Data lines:
========================
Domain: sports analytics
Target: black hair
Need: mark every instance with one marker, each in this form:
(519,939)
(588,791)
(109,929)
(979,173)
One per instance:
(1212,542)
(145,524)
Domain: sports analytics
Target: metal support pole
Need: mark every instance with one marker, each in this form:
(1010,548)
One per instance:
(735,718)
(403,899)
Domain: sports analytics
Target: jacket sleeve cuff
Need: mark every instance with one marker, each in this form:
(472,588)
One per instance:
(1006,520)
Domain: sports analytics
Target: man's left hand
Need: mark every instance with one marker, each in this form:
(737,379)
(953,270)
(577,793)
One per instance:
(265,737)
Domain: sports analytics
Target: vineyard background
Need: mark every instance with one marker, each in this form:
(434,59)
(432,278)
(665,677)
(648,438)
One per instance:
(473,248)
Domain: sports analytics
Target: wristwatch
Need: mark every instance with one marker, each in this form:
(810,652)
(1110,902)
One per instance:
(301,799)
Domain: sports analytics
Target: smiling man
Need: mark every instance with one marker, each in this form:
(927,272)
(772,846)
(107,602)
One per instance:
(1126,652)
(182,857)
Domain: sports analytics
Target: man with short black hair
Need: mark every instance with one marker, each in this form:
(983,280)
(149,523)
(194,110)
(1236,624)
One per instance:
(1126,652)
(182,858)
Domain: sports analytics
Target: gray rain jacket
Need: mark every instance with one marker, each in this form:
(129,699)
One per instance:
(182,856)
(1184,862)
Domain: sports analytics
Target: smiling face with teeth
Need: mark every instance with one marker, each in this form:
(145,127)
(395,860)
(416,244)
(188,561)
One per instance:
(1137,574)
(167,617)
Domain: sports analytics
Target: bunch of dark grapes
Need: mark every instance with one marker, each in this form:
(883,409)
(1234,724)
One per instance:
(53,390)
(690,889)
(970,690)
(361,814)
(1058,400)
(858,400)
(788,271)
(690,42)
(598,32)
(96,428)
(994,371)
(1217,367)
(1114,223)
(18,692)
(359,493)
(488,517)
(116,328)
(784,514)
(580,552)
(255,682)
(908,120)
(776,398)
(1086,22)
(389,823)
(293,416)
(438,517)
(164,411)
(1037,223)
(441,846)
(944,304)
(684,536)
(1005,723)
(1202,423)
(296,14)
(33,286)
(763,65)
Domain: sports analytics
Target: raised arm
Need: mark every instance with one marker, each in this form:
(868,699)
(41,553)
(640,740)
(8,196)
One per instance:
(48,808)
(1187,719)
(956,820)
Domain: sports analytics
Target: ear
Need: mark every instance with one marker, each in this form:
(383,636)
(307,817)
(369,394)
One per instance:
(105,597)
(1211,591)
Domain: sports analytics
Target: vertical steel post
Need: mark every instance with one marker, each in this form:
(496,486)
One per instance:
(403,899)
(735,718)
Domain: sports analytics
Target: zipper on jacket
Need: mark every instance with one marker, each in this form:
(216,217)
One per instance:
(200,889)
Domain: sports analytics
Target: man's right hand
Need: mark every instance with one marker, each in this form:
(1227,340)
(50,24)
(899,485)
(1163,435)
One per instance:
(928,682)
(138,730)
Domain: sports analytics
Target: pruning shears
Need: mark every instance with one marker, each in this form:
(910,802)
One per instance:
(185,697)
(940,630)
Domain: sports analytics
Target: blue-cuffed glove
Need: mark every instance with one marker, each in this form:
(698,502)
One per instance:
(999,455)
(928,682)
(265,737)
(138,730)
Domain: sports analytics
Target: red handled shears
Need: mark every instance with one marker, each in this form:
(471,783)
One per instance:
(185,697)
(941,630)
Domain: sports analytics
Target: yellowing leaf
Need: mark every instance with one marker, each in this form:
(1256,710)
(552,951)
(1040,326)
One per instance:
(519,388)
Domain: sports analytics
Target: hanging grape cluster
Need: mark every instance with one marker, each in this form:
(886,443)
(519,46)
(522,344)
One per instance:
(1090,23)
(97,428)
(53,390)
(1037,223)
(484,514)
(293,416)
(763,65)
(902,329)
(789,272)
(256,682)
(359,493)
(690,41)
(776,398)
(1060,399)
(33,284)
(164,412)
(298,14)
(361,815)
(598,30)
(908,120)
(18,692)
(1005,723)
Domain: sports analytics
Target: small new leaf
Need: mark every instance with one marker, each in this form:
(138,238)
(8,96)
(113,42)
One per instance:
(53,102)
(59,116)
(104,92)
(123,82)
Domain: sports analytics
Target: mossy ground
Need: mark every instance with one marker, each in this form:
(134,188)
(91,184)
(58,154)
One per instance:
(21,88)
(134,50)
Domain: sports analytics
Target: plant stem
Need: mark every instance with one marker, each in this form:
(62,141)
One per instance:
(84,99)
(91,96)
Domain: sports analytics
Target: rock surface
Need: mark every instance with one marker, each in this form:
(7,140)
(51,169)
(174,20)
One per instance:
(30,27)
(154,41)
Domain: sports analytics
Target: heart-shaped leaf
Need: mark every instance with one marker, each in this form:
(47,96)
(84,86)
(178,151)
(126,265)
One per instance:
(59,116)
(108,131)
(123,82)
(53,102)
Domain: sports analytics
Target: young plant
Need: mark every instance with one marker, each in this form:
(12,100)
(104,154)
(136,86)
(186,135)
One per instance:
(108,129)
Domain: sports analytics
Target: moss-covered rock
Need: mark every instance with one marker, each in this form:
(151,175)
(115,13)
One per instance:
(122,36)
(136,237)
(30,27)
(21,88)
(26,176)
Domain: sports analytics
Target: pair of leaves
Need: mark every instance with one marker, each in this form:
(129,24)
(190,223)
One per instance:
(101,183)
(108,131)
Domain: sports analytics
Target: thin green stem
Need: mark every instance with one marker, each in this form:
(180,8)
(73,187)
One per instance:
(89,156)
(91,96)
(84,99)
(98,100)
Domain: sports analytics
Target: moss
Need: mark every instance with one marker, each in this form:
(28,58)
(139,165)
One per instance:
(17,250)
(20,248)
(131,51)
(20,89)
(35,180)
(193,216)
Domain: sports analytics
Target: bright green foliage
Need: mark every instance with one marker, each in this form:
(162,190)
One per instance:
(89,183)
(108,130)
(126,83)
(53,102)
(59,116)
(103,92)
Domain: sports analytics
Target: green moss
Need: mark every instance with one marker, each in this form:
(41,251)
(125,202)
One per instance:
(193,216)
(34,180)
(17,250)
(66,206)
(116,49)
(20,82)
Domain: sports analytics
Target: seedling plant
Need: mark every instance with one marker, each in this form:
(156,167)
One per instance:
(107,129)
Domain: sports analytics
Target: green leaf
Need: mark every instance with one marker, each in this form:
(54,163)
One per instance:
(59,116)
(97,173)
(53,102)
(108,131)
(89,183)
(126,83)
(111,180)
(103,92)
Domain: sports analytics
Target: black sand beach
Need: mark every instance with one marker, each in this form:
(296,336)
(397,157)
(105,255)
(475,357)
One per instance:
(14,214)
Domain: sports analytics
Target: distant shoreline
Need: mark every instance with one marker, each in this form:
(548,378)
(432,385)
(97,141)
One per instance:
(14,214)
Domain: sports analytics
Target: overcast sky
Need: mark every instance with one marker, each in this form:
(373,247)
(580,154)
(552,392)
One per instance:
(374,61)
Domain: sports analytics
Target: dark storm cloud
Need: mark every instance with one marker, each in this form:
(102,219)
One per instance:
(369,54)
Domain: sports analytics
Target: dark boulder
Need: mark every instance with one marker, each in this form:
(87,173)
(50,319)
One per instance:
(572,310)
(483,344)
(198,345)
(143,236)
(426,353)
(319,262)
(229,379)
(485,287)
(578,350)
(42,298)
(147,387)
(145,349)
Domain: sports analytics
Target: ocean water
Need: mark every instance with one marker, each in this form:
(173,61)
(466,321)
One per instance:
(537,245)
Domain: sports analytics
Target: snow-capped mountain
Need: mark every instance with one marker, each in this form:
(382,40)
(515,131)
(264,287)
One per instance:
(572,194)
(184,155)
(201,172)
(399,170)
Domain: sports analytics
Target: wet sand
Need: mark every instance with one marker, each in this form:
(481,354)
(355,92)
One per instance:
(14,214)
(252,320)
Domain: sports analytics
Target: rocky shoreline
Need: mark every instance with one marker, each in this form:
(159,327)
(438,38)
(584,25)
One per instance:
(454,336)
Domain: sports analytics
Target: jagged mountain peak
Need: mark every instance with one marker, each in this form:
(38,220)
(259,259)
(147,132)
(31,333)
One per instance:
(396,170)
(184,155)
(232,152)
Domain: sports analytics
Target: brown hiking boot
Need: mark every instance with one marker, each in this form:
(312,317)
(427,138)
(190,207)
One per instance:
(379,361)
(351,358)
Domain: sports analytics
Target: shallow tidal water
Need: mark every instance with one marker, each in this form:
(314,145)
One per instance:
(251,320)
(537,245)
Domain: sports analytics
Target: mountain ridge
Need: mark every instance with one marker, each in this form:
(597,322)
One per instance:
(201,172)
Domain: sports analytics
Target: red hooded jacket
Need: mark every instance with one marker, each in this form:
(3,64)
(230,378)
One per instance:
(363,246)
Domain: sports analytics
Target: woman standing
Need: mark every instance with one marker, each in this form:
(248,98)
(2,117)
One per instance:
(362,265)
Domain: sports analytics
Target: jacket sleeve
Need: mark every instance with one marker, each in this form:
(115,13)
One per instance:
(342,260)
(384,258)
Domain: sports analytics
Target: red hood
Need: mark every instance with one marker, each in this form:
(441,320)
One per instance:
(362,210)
========================
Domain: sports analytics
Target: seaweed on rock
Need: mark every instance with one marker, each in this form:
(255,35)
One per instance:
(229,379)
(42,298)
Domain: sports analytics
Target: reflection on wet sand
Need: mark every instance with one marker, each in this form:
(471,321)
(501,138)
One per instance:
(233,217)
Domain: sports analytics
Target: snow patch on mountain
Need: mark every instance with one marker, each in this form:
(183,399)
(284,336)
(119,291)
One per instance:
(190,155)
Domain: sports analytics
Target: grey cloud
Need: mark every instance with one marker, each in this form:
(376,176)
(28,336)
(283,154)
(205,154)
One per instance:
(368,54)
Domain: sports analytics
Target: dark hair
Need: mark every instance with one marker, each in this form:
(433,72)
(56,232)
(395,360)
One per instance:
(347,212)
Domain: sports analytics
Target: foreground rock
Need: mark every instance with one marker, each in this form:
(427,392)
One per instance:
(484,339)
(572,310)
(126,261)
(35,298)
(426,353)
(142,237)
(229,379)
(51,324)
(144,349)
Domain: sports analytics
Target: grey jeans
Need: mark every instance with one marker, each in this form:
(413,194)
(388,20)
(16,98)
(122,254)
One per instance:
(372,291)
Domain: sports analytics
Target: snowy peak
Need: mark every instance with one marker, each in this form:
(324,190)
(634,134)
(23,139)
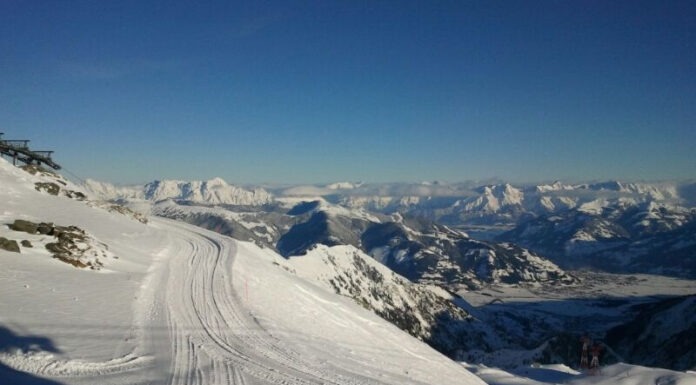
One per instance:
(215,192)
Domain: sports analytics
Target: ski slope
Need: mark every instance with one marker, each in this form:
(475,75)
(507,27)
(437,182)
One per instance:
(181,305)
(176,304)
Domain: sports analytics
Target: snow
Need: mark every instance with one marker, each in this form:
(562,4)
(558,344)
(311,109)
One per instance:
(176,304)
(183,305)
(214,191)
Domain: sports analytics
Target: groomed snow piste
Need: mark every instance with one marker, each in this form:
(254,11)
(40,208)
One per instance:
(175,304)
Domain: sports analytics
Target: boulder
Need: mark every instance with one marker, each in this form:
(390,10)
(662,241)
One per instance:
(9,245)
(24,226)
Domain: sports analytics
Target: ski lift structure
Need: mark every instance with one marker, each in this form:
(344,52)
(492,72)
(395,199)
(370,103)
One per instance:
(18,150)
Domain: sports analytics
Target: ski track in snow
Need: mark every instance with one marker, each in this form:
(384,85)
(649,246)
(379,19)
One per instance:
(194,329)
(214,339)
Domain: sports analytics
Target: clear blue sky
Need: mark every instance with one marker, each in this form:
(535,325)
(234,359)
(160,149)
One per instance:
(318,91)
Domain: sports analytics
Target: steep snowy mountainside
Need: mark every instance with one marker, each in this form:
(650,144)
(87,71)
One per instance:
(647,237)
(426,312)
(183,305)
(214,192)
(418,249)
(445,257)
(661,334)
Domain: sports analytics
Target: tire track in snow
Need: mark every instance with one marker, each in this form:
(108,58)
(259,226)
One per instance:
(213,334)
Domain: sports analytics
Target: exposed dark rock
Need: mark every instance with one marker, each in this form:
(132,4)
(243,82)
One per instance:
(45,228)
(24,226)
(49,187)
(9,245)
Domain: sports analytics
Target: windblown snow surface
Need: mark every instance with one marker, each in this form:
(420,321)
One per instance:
========================
» YOUR OBJECTIVE
How many lines in the rows above contain the string "track"? Case counts. Give only the number.

» EXPECTED OUTPUT
2